• **Work required**
The response should consist of the data reproduced word for word.

***** Dataset excerpts

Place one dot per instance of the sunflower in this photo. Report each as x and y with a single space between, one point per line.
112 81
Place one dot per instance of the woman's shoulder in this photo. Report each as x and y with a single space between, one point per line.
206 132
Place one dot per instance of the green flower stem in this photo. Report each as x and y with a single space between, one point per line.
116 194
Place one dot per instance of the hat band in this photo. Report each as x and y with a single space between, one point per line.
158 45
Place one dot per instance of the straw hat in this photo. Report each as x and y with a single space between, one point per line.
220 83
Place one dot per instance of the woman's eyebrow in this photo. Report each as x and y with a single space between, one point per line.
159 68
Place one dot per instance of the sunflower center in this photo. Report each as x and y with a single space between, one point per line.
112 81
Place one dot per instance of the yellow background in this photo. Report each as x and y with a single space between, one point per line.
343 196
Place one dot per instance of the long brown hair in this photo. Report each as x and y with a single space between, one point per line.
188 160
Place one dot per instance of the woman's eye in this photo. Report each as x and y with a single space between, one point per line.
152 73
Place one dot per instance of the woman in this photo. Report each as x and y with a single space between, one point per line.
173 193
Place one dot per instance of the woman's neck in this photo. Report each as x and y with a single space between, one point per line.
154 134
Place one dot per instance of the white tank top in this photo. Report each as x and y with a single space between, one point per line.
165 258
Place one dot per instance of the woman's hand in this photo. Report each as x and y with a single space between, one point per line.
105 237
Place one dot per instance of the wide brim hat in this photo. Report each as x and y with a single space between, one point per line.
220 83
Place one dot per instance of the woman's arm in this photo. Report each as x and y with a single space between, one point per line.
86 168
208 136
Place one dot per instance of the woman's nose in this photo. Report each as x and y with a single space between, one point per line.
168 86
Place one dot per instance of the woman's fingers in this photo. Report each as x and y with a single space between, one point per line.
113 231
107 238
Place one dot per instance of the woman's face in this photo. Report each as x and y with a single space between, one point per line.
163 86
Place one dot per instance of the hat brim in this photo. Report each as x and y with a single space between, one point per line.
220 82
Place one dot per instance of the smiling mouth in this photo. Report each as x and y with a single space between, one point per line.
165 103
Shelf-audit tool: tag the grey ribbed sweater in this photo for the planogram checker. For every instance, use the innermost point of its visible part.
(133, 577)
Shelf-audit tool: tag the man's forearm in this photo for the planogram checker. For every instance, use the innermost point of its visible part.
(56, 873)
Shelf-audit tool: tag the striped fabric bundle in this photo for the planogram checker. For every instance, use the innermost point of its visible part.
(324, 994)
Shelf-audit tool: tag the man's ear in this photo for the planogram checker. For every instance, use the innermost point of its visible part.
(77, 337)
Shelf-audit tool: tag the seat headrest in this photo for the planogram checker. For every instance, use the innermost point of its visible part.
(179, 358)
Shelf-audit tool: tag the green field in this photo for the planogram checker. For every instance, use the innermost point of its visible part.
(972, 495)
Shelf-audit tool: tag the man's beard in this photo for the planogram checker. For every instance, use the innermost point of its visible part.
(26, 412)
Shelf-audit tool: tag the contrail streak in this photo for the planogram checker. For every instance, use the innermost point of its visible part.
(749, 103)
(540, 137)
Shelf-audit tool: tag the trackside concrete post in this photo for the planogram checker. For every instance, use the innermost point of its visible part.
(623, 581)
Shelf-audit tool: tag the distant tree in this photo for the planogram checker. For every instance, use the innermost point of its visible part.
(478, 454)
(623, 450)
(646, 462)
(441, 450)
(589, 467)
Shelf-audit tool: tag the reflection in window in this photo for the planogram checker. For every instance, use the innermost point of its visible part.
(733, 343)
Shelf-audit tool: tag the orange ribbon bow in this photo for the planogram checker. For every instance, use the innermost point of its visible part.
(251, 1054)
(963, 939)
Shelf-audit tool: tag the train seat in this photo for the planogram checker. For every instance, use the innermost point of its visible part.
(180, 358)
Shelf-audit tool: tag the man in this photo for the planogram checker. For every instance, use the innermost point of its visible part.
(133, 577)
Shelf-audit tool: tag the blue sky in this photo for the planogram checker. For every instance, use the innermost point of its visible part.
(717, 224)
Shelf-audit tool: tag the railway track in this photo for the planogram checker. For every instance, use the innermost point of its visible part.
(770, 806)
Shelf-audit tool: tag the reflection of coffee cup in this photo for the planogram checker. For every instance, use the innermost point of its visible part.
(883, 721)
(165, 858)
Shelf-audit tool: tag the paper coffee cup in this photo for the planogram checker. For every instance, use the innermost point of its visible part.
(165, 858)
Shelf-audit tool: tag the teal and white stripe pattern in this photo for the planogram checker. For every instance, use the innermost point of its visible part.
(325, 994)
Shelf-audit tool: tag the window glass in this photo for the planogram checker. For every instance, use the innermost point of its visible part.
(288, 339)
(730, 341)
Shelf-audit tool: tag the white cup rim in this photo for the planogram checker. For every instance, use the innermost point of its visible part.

**********

• **Task response**
Place one dot per instance of the sunflower in this photo. Report each as x and y with a single space between, one point per line.
112 81
Place one dot per instance of the woman's shoulder in this photo. Report each as x and y with a single space between, one point per line.
206 132
Place one dot per instance of the green flower stem in this photo. Report each as x and y with a single space between, one point per line.
116 194
Place one dot per instance of the hat band in this photo. Report each as x and y with a single space between, one point per line.
158 45
Place one dot per instance of the straw hat in this photo. Report each as x and y with a single space between, one point per line.
220 83
Place one dot per instance of the woman's eyebrow in this photo. Report each as x and y with a single space between, one point per line.
159 68
Place one dot per instance of the sunflower center in this photo. Report each as x and y with a single space between, one point per line.
112 81
Place one dot per instance of the yellow background in this photo. Report each as x and y with a single space between, one point per line.
343 196
Place one dot per instance of the long brown hair in this photo. Report each as x and y with a single space between, one point per line.
188 160
Place one dot per instance of the woman's eye in this photo. Report each as x and y with a single space between, one point per line.
152 73
Place one dot per instance of the woman in this photo. Report each as x and y with a single space between, one point per line.
173 193
Place one dot per instance of the woman's neck in this photo. Report each as x and y with a single space between, one point per line.
154 134
Place one dot per instance of the white tank top in this photo. Report each as x and y with a single space between, one point per line.
165 258
Place one dot per instance of the woman's hand in this photo. Report each as x and y with a single space between, one point per line.
105 237
Place one dot per instance of the wide brim hat in this photo. Report each as x and y with a single space between, one point per line.
220 83
Place one dot per instance of the woman's arm in this photo. Report each as x and y with a single space between, one point per line.
86 168
208 136
Place one dot per instance of the woman's nose in this photo. Report each as x and y with a single space between, one point per line.
168 86
Place one dot per instance of the woman's fingers in this photo. Report each as x and y with a single space between, one point per line.
113 231
107 238
Place one dot per instance of the woman's face in this photo. Report each as x and y with a single space between, one point per line.
163 86
Place one dot per instance of the hat brim in this photo. Report each as x and y with a single space between, one point per line.
220 82
Place one dot per instance of the smiling mouth in this photo. Report each as x and y with a single space between, one point per line.
165 103
Shelf-audit tool: tag the grey ribbed sweater in this photo for the planogram checker. For every instance, use the innermost point of its visible part.
(133, 577)
Shelf-audit tool: tag the man's forearm in this photo for the planogram checker. For every instance, use the innermost point of its visible part.
(56, 873)
Shelf-audit tool: tag the striped fabric bundle in this photo for the planogram checker. For every instance, use the innermost point of its visible part.
(324, 994)
Shelf-audit tool: tag the man's ear in this photo for the planogram checker. For every instance, use the innermost point of its visible part.
(77, 337)
Shelf-audit tool: tag the seat headrest in this photo for the planogram checker. For every instance, use the innermost point of its visible part.
(179, 358)
Shelf-audit tool: tag the green field in this photo for the planogram checker. For every instance, use the innermost point of its visible part.
(972, 495)
Shelf-audit tool: tag the man's beard in this photo for the planogram checker. For every instance, use the innermost point of its visible part.
(26, 412)
Shelf-audit tool: tag the contrail streak in this photo for the planogram checker. For every instance, use the innermost point of its visible part.
(749, 103)
(540, 137)
Shelf-audit tool: tag the trackside concrete post in this photo for the planogram checker. For every instance, use the innermost point of its visible part.
(623, 581)
Shelf-audit tool: tag the distant tree in this photo for the planogram checker. For every instance, use the innermost point of its visible part.
(478, 454)
(623, 450)
(646, 462)
(441, 450)
(589, 467)
Shelf-audit tool: tag the reflection in window in this photo for the planogram checker. For every instance, use the innermost point of its visible part.
(733, 343)
Shelf-audit tool: tag the orange ribbon bow in this photo for the planogram checker. For every instance, use the innermost point of its visible part.
(251, 1054)
(963, 939)
Shelf-audit tool: tag the train seat in this photo for the planogram checker. For every instance, use the innermost point of its visible part.
(180, 358)
Shelf-audit tool: tag the man in this photo for the planogram checker. For every instance, use the innermost point of its visible part.
(133, 577)
Shelf-audit tool: tag the blue sky in this photo for the planogram checker. For every instance, use the innermost point of its visible part.
(717, 224)
Shelf-audit tool: tag the railway track in this photo for the planogram checker. For every instance, use the innermost point of its visible part.
(770, 806)
Shelf-audit tool: tag the reflection of coffee cup in this photo for the planogram checker. For every instance, use the innermost point of its visible part.
(883, 721)
(165, 858)
Shelf-audit tool: tag the paper coffee cup in this photo for the planogram checker. For every instance, use the innermost point of its visible part.
(165, 858)
Shelf-audit tool: tag the teal and white stripe pattern in this photo for the planogram checker. For every instance, use the innermost point of its visible part.
(325, 994)
Shelf-audit tool: tag the window glass in this photo for the planogram checker. For every instance, use the innermost point of its visible part.
(288, 339)
(730, 341)
Shelf-audit tool: tag the white cup rim in this photo for the planogram checker. For every instance, use the innermost point of its visible part.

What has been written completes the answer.